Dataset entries
-------
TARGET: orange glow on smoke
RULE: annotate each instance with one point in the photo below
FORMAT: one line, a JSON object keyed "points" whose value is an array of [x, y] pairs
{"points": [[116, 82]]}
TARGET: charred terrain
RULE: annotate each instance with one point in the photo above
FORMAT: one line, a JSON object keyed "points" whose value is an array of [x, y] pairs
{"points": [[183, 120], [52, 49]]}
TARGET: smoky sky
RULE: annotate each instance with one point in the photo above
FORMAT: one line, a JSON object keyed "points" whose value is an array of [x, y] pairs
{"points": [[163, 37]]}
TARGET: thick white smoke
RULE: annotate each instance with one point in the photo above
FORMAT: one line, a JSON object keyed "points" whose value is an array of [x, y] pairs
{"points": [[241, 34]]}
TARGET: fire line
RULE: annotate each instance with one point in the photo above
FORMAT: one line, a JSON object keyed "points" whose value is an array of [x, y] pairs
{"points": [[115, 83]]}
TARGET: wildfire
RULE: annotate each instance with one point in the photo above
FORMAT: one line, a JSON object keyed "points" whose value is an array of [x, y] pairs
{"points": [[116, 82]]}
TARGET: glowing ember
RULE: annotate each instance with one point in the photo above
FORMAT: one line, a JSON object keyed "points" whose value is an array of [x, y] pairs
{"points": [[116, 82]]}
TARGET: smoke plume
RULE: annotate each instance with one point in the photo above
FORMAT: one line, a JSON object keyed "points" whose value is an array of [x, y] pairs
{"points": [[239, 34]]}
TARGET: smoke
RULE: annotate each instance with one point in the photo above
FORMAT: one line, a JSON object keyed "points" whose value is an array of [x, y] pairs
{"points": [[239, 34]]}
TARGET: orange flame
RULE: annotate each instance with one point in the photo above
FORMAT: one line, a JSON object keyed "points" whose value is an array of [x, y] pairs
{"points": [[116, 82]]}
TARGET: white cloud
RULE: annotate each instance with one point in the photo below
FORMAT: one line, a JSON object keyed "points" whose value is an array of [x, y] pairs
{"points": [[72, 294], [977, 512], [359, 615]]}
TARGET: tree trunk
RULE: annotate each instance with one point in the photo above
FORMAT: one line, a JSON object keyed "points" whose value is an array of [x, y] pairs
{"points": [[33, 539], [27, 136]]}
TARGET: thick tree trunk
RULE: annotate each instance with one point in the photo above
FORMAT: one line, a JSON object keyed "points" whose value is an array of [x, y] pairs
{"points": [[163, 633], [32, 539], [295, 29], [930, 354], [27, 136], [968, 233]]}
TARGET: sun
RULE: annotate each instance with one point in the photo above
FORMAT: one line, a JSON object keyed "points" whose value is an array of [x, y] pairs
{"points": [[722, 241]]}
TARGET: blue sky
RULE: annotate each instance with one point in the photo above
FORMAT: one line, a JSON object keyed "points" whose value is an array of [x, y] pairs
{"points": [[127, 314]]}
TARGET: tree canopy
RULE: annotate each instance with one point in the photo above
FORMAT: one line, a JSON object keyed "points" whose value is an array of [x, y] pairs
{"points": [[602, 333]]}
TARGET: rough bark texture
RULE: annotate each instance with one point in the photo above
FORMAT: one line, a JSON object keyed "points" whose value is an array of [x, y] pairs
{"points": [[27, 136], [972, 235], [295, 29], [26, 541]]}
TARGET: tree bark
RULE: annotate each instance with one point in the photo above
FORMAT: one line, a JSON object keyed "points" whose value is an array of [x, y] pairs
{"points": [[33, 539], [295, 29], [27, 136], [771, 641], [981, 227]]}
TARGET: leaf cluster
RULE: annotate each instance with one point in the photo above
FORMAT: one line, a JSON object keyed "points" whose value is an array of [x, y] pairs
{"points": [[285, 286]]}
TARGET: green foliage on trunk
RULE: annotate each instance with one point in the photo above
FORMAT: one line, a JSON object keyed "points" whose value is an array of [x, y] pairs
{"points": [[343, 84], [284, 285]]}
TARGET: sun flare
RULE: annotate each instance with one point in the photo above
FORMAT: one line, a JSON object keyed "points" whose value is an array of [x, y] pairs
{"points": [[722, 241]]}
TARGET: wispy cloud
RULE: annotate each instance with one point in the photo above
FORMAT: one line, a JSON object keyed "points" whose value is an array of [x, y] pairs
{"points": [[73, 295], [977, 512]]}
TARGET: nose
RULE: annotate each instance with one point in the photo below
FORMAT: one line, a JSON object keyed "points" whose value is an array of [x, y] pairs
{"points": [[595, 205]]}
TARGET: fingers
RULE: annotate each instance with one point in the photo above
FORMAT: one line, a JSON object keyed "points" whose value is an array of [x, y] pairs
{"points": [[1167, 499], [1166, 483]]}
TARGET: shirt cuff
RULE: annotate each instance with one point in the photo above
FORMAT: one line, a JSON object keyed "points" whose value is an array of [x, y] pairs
-------
■ REQUIRED WORK
Can you reproduce all of the records above, line for line, without changing a single character?

■ RESULT
TARGET: orange glow on smoke
RULE: annotate each instance with one point in the photo below
FORMAT: one line, a JSON object keyed "points" whose value is an array of [x, y] pairs
{"points": [[116, 82]]}
TARGET: charred terrain
RULE: annotate each instance with one point in the photo above
FORMAT: one line, a JSON object keyed "points" whose value is an array of [x, y] pairs
{"points": [[183, 120], [52, 49]]}
TARGET: smoky sky
RULE: annotate each instance with one point in the photo above
FORMAT: one line, a JSON object keyed "points" whose value is an array of [x, y] pairs
{"points": [[163, 37]]}
TARGET: thick white smoke
RULE: annotate each instance with one point in the photo above
FORMAT: one line, a JSON object keyed "points" whose value is an array of [x, y] pairs
{"points": [[241, 34]]}
TARGET: fire line
RULE: annotate each instance with one point in the photo above
FORMAT: one line, a JSON object keyed "points" whose value is an array of [x, y] pairs
{"points": [[115, 83]]}
TARGET: wildfire
RULE: annotate each instance with one point in the photo above
FORMAT: one line, a JSON object keyed "points" whose value is an array of [x, y] pairs
{"points": [[116, 82]]}
TARGET: glowing ember
RULE: annotate each instance with one point in the photo above
FORMAT: one line, a JSON object keyed "points" whose value is an array of [x, y] pairs
{"points": [[116, 82]]}
TARGET: smoke plume
RULE: annotate each instance with one point in the photo above
FORMAT: one line, a JSON object keyed "points" whose value is an array of [x, y] pairs
{"points": [[239, 34]]}
TARGET: smoke
RULE: annotate each instance with one point in the photo above
FORMAT: one line, a JSON object keyed "points" whose value is an array of [x, y] pairs
{"points": [[239, 34]]}
TARGET: orange flame
RULE: annotate each instance with one point in the photo above
FORMAT: one line, a JSON object keyed "points" whose value is an array of [x, y] pairs
{"points": [[116, 82]]}
TARGET: white cloud
RULE: annotate each instance with one point in the photo below
FORMAT: one line, a JSON object keyed "points" whose value is an array of [x, y] pairs
{"points": [[72, 294], [977, 512], [359, 615]]}
TARGET: tree trunk
RULE: annotate each instance with one point in the photo above
FORMAT: one line, a JSON object keyed "points" whose value is an array of [x, y] pairs
{"points": [[33, 539], [27, 136]]}
TARGET: thick tree trunk
RULE: annotate each instance with one point in the photo above
FORMAT: one line, a JSON object keyed "points" whose value is an array of [x, y] pairs
{"points": [[163, 633], [32, 539], [295, 29], [930, 354], [27, 136], [968, 233]]}
TARGET: sun
RULE: annotate each instance with one point in the photo above
FORMAT: one line, a JSON object keyed "points" whose value is an array of [x, y] pairs
{"points": [[722, 241]]}
TARGET: blue sky
RULE: annotate each instance with one point in the photo above
FORMAT: one line, a JSON object keyed "points" whose value is an array of [x, y] pairs
{"points": [[127, 314]]}
TARGET: tree canopy
RULE: annotate each instance with one point in the photo above
FORMAT: one line, a JSON object keyed "points" whose value is an array of [x, y] pairs
{"points": [[602, 333]]}
TARGET: rough bark texture
RULE: annotate each instance with one point in the photo above
FORMAT: one line, a JSON object keyed "points" whose value is an array of [x, y] pairs
{"points": [[27, 136], [972, 235], [295, 29], [26, 541]]}
TARGET: tree bark
RULE: annotate each instance with one point in the photo above
FORMAT: one line, a JSON object keyed "points" whose value is an array of [x, y] pairs
{"points": [[33, 539], [295, 29], [27, 136], [771, 641], [981, 227]]}
TARGET: leaf cluster
RULE: annotate each instance with one point in the photo above
FORMAT: one line, a JSON object keyed "points" whose value is an array of [x, y] pairs
{"points": [[285, 286]]}
TARGET: green foliage on trunk
RULE: annotate each instance with one point in the photo above
FORMAT: one line, a JSON object keyed "points" whose value is an array of [x, y] pairs
{"points": [[343, 84], [284, 285]]}
TARGET: sun flare
RULE: annotate each instance with one point in the photo above
FORMAT: one line, a JSON object keyed "points" whose value is an array of [x, y] pairs
{"points": [[722, 241]]}
TARGET: wispy cloud
RULE: annotate each instance with one point in the photo above
FORMAT: one line, a JSON object keyed "points" whose value is an array of [x, y] pairs
{"points": [[73, 295], [977, 512]]}
TARGET: nose
RULE: annotate each instance with one point in the photo below
FORMAT: one line, a JSON object keyed "points" whose value is an array of [x, y] pairs
{"points": [[595, 205]]}
TARGET: fingers
RULE: annotate each instance with one point in the photo above
FORMAT: one line, a JSON object keyed "points" whose value is an array of [x, y] pairs
{"points": [[1167, 499], [1166, 483]]}
TARGET: shirt cuff
RULE: annotate each instance with one point in the photo above
FORMAT: one line, a JSON object keyed "points" whose value is an array of [x, y] pairs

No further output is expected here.